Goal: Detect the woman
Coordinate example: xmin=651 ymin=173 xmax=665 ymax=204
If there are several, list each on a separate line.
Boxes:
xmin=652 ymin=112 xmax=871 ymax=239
########
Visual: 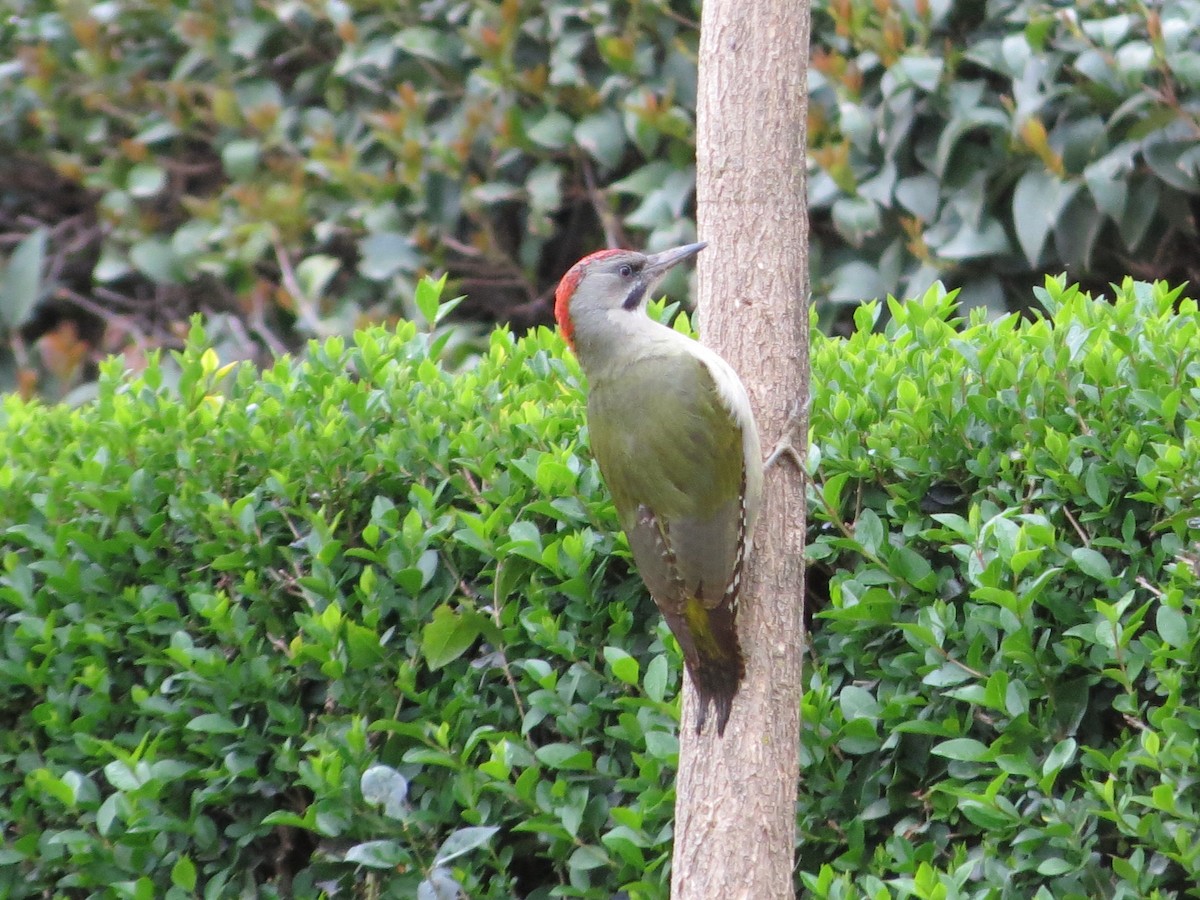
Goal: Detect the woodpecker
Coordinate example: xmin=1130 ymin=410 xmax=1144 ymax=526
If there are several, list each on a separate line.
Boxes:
########
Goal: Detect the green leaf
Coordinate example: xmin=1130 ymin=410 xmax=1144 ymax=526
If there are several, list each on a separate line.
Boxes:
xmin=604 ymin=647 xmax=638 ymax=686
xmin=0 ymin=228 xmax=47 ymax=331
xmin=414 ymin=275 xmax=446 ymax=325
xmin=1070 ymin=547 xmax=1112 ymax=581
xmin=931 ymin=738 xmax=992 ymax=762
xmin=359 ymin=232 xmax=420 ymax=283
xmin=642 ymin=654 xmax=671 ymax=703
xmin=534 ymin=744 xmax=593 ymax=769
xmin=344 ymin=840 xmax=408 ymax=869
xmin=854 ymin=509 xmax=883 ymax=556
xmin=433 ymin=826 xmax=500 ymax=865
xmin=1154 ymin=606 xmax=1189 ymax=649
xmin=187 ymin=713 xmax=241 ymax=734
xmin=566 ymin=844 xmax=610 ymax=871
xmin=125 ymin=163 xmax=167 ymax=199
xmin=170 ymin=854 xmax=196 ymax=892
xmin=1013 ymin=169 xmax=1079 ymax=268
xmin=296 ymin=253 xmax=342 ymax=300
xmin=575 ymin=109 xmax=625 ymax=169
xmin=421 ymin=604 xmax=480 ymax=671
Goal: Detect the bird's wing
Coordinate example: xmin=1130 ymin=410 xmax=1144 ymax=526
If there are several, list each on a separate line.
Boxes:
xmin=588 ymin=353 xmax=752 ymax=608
########
Given request —
Set out the lines of the records above as a numbered list, from the line with "Goal: Detect the woman" up to and including the line with "xmin=652 ymin=112 xmax=871 ymax=239", and omit any blank lines.

Task answer —
1. Goal: Detect the woman
2. Coordinate example: xmin=651 ymin=173 xmax=665 ymax=204
3. If there are several, list each on a separate line.
4. Boxes:
5. xmin=652 ymin=112 xmax=871 ymax=239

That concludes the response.